----- DATA EXTRACT

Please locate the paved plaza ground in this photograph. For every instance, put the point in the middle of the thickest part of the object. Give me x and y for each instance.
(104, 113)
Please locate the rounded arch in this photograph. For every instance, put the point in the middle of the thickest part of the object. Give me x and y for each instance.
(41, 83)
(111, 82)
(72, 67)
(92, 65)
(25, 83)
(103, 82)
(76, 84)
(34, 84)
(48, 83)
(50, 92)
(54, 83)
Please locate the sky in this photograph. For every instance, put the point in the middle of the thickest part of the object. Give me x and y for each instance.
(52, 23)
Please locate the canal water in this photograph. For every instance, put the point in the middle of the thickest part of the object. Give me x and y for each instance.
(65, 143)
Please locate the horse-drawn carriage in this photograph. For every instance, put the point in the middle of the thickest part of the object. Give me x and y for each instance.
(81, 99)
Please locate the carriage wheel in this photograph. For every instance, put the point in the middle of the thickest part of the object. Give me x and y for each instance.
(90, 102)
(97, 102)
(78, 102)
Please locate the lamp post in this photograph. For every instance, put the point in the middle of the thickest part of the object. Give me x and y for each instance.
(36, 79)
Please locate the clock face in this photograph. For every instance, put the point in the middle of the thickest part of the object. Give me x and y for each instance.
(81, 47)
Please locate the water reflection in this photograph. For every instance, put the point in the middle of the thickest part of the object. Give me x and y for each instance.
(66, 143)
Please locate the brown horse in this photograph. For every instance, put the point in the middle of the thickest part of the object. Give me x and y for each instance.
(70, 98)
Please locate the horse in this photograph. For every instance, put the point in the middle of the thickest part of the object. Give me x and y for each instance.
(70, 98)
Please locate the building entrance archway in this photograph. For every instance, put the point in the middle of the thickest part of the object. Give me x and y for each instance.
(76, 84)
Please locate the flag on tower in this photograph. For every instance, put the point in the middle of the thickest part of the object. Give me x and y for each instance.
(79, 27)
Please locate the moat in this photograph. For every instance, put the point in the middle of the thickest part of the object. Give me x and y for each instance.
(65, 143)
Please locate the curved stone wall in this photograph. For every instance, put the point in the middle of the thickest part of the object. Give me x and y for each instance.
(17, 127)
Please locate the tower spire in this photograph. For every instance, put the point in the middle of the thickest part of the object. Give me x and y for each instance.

----------

● **WORK INSTRUCTIONS**: All of the data should be retyped exactly.

● **RESPONSE**:
Please locate the paved plaza ground in this photograph. For every instance, put the point in the middle of the thickest part of the object. Give me x and y for each instance.
(104, 113)
Please locate the rounded arch in this photograph. For every instance, put the point in the middle of the thickest part of the object. Give me x and y for each instance.
(41, 83)
(111, 82)
(72, 67)
(92, 65)
(25, 83)
(103, 82)
(76, 84)
(34, 84)
(48, 83)
(50, 92)
(54, 83)
Please locate the sky in this photograph. For every instance, put the point in the middle of the thickest part of the object. Give me x and y for each instance.
(52, 23)
Please locate the canal water in this photograph. For every instance, put the point in the middle of the thickest part of the object. Give me x and y for each instance.
(65, 143)
Please locate the horse-drawn carriage in this photograph. For every instance, put the point in the middle of the thickest part of the object. Give me x and y for each instance.
(81, 99)
Please locate the carriage wheel in this photograph. For every instance, put the point in the middle of the thickest part of the object. Give me x and y for each instance.
(90, 102)
(97, 102)
(78, 102)
Please locate the lamp post in this photograph. For every instance, put the point in the middle of the thickest part of the object. Give me x and y for each instance.
(36, 79)
Please locate the clock face in this photograph. For every instance, put the point in the middle of the thickest part of the object. Give me x and y for each instance.
(81, 47)
Please locate the water reflection in this photograph. For every instance, put the point in the middle of the thickest part of the object. Give me x and y for each instance.
(66, 143)
Please locate the brown horse in this photograph. For every instance, put the point in the middle of the thickest part of the object. Give me x and y for each instance.
(70, 98)
Please locate the horse in this photograph. For every instance, put the point in the middle of the thickest part of the object. Give me x and y for each instance.
(70, 98)
Please locate the building entrance archway in this photograph. For every instance, put the point in the middle of the thickest part of the object. Give me x and y for each instance.
(76, 84)
Please locate the flag on tower in this photograph. For every instance, put the point in the middle of the thickest part of the object. Give me x and y for each instance.
(79, 27)
Please locate the moat in this photograph. For every instance, put the point in the middle of the thickest part of the object. Give me x and y for each instance.
(65, 143)
Please locate the curved stone wall in this photograph. For every instance, put the point in the middle of the thickest part of the object. Give me x and y for each instance.
(17, 127)
Please locate the tower spire in this photograph. For every instance, put the point in the middle of the thickest part of the object. Give me x and y for each instance.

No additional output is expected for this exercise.